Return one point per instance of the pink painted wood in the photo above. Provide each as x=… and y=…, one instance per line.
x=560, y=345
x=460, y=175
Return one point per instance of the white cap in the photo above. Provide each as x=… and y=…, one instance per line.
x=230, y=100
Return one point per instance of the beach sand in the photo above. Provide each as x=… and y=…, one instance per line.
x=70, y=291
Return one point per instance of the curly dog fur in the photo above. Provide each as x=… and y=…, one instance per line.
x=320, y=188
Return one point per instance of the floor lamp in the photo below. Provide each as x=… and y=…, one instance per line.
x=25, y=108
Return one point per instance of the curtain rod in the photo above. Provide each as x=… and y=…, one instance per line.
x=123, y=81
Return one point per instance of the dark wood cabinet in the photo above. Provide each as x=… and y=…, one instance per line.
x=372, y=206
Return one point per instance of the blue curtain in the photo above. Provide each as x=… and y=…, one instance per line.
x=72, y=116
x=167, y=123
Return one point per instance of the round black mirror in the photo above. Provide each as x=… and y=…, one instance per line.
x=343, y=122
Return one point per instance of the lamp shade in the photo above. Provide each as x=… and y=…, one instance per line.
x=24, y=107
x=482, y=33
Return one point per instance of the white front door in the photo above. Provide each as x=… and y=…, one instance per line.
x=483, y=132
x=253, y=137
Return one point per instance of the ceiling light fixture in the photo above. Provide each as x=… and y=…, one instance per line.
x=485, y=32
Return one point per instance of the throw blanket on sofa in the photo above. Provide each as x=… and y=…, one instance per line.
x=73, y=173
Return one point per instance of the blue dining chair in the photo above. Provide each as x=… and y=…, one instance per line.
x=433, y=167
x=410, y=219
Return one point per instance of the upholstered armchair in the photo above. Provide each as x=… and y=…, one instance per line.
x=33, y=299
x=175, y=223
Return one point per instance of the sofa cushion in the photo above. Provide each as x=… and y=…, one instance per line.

....

• [EXERCISE REQUIREMENTS] Write out each entry exactly, and omit nothing.

• [EXERCISE RESULT]
Return one point per instance of the pink painted wood in the photo above. Provide each as x=… and y=…, one instance per line.
x=560, y=345
x=460, y=175
Return one point per instance of the white cap in the photo above. Provide each as x=… and y=…, one instance per line.
x=230, y=100
Return one point per instance of the beach sand in the photo above. Provide each as x=… and y=…, one instance per line.
x=70, y=291
Return one point per instance of the curly dog fur in the photo above. Provide each as x=… and y=…, one instance per line.
x=320, y=188
Return one point per instance of the floor lamp in the photo below. Provide each as x=… and y=…, one instance per line.
x=25, y=108
Return one point per instance of the curtain rod in the photo above. Provide each as x=… and y=…, one instance per line.
x=123, y=81
Return one point per instance of the dark wood cabinet in the photo above. Provide each as x=… and y=…, one instance per line.
x=372, y=206
Return one point per instance of the blue curtain in the photo above. Provide each as x=… and y=…, one instance per line.
x=72, y=116
x=167, y=123
Return one point per instance of the round black mirror in the photo above. Provide each as x=… and y=…, one instance per line.
x=343, y=122
Return one point per instance of the lamp shade in the photo above. Provide each as x=… and y=…, one instance per line.
x=24, y=107
x=482, y=33
Return one point per instance of the white front door in the photo above. Provide each as x=… and y=…, one instance per line.
x=483, y=132
x=253, y=137
Return one point per instance of the ceiling light fixture in the photo above. Provide each as x=… and y=…, one instance per line.
x=485, y=32
Return one point per instance of the throw blanket on sofa in the photo above. Provide each as x=… and y=…, one instance per line.
x=73, y=173
Return one point per instance of the blue dining chair in the photo above. Provide each as x=… and y=…, one instance per line.
x=433, y=167
x=410, y=219
Return one point per instance of the upholstered armchair in the photo above. Provide each as x=… and y=…, one instance per line.
x=33, y=299
x=175, y=223
Return one point per instance of the sofa cushion in the photo above. Provide each as x=… and y=…, one instance per line.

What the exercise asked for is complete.